Written problem:
Copy the data below exactly, omitting any picture it contains.
[Start The input]
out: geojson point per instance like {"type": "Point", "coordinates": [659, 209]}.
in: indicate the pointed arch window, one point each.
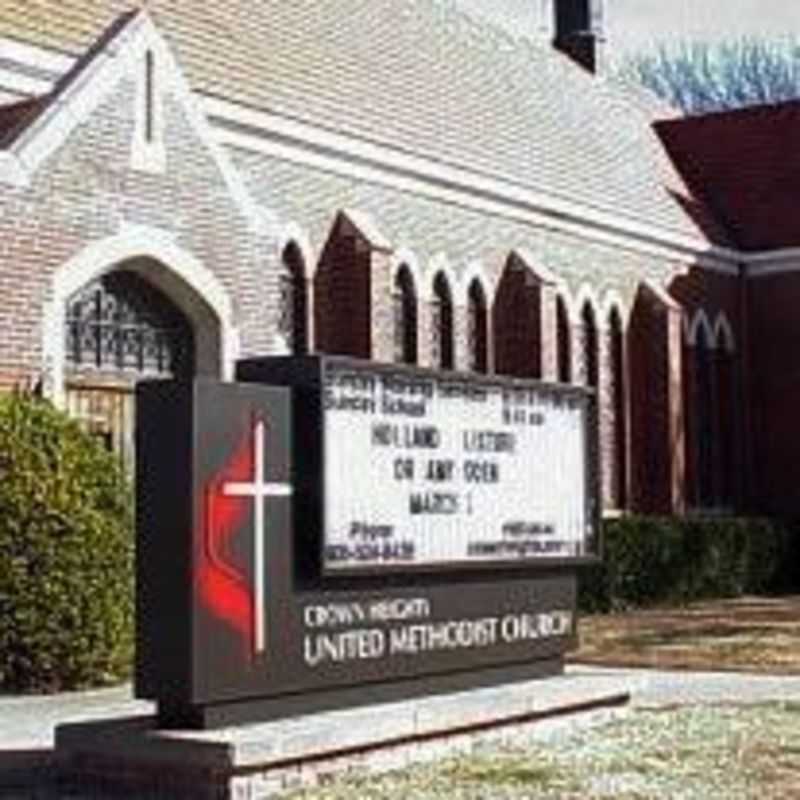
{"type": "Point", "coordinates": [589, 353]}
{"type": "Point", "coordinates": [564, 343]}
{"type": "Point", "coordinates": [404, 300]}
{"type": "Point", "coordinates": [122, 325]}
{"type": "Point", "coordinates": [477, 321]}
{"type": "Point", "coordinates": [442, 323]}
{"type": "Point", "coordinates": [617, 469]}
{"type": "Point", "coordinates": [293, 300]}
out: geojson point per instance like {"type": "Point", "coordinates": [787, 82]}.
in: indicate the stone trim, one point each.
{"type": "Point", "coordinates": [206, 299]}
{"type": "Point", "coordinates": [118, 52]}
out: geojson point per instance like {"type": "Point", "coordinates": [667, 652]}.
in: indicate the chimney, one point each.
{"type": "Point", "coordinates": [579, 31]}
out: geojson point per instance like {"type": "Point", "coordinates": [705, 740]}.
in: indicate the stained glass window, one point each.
[End The input]
Exercise response:
out: geojson point per instance like {"type": "Point", "coordinates": [659, 209]}.
in: indicate the pointed arch window, one point each.
{"type": "Point", "coordinates": [589, 353]}
{"type": "Point", "coordinates": [564, 343]}
{"type": "Point", "coordinates": [404, 300]}
{"type": "Point", "coordinates": [122, 325]}
{"type": "Point", "coordinates": [477, 321]}
{"type": "Point", "coordinates": [442, 323]}
{"type": "Point", "coordinates": [617, 469]}
{"type": "Point", "coordinates": [293, 300]}
out: geojson point per instance like {"type": "Point", "coordinates": [787, 82]}.
in: indicate the stone trim, one point each.
{"type": "Point", "coordinates": [206, 299]}
{"type": "Point", "coordinates": [118, 52]}
out: geojson point per instance like {"type": "Point", "coordinates": [667, 652]}.
in: indicate the chimney, one point each.
{"type": "Point", "coordinates": [579, 31]}
out: geojson point per instance like {"type": "Point", "coordinates": [705, 740]}.
in: indicate the stained glass window, one point each.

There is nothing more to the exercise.